PETUNJUK LATIHAN:
Tuliskan ulang tanpa perubahan bagian catatan perjalanan ke Amerika di bawah yang diawali kata-kata yang memuat "Hal berikutnya yang" dan diakhiri dengan "atau point transfer.".
+++ KUTIPAN SUMBER
Thursday, November 1, 2007

Cerita dari perjalanan 1

Orang desa saba Amerika. Begitulah barangkali julukan yang akan diberikan orang pada saya. Ini adalah perjalanan pertama saya ke Amerika. Jika perjalanan pergi yang saya rasakan lancar-lancar saja, mungkin karena saya sudah siap menerima kesulitan perjalanan yang sudah saya dengar dari berbagai orang. Sejak sulitnya memperoleh visa (dan ternyata tidak jadi masalah buat saya), petugas imigrasi baik di Singapur maupun di Amerika, yang juga lancar-lancar saja.

Bagaimana selama di sana? Yang mengesankan buat saya adalah rumah-rumah yang tidak berpagar pembatas. Tidak khawatir dimasuki orang lain?
Dulu saya mengartikan high contact culture dan low contact culture saya sering terbalik. High contact culture artinya budaya dimana kontak fisik dengan orang lain dianggap hal biasa, misalnya berdiri berdekatan, salaman, pelukan atau ciuman pipi ketika bertemu adalah hal biasa. Bangsa Amerika, cenderung low contact, meskipun ada yang mengatakan in between high dan low contact culture. Itu sebabnya saya heran, kalau mereka tidak terbiasa kontak, mengapa tidak ada pagar rumah yang akan membatasi interaksi dirinya dengan orang lain. Rupanya, karena yakin bahwa orang lain tidak akan mendekati dirinya, maka pagar rumah menjadi tidak penting lagi. Karena yakin bahwa orang lain akan menghormati wilayahnya, maka pagar rumah dianggap tidak terlalu penting lagi. Indonesia termasuk high contact atau low contact? Nah, tergantung. Kalau di kota besar cipika cipiki sudah jadi kebiasaan, baik antar wanita, wanita dengan pria atau pria dengan pria. Beda dengan di daerah atau di kota kecil. Dulu saya merasa bahwa Indonesia termasuk low contact culture, tapi, rumah di Indonesia selalu berpagar. Barangkali memang gak ada hubungan antara high contact culture atau low contact culture dengan kebiasaan rumah berpagar. Kesadaran orang akan hak orang lain lah yang kelihatannya menentukan, keberadaan pagar ini.
Hal berikutnya yang berkesan bagi saya adalah transportasi yang digunakan mereka, jaringan bus yang menghubungan transfer point dengan transfer point lainnya. Saya mengkhususkan waktu sehari minta diantar anak saya mengelilingi kota Lansing dengan bus. Barangkali menggelikan bagi orang lain, tapi saya keukeuh minta ditemeni dia. Masuk bus, masukkan uang sedollar (anak saya pake kartu langganan), sambil bilang "may I have transfer please", maka si supir bus akan memberikan karcis transfer yang berlaku dua kali naik bus lagi atau dua jam sejak karcis diprint. Bagian depan disediakan untuk handicapped person atau manula. Hebatnya, mobil akan direndahkan jika ada orang berkusi roda naik atau turun bus, untuk memudahkan mereka. Supir juga akan membantu mereka untuk duduk dengan aman di kursi rodanya di dalam mobil. Padahal mereka punya jadwal untuk sampai di tiap bus stop atau point transfer.
++++++
+++ DATA MENTAH
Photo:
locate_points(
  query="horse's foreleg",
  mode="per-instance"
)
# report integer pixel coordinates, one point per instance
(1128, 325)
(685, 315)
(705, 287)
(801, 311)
++++++
+++ DATA MENTAH
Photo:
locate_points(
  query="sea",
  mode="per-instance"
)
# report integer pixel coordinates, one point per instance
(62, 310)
++++++
HASIL TUGAS INI:
Hal berikutnya yang berkesan bagi saya adalah transportasi yang digunakan mereka, jaringan bus yang menghubungan transfer point dengan transfer point lainnya. Saya mengkhususkan waktu sehari minta diantar anak saya mengelilingi kota Lansing dengan bus. Barangkali menggelikan bagi orang lain, tapi saya keukeuh minta ditemeni dia. Masuk bus, masukkan uang sedollar (anak saya pake kartu langganan), sambil bilang "may I have transfer please", maka si supir bus akan memberikan karcis transfer yang berlaku dua kali naik bus lagi atau dua jam sejak karcis diprint. Bagian depan disediakan untuk handicapped person atau manula. Hebatnya, mobil akan direndahkan jika ada orang berkusi roda naik atau turun bus, untuk memudahkan mereka. Supir juga akan membantu mereka untuk duduk dengan aman di kursi rodanya di dalam mobil. Padahal mereka punya jadwal untuk sampai di tiap bus stop atau point transfer.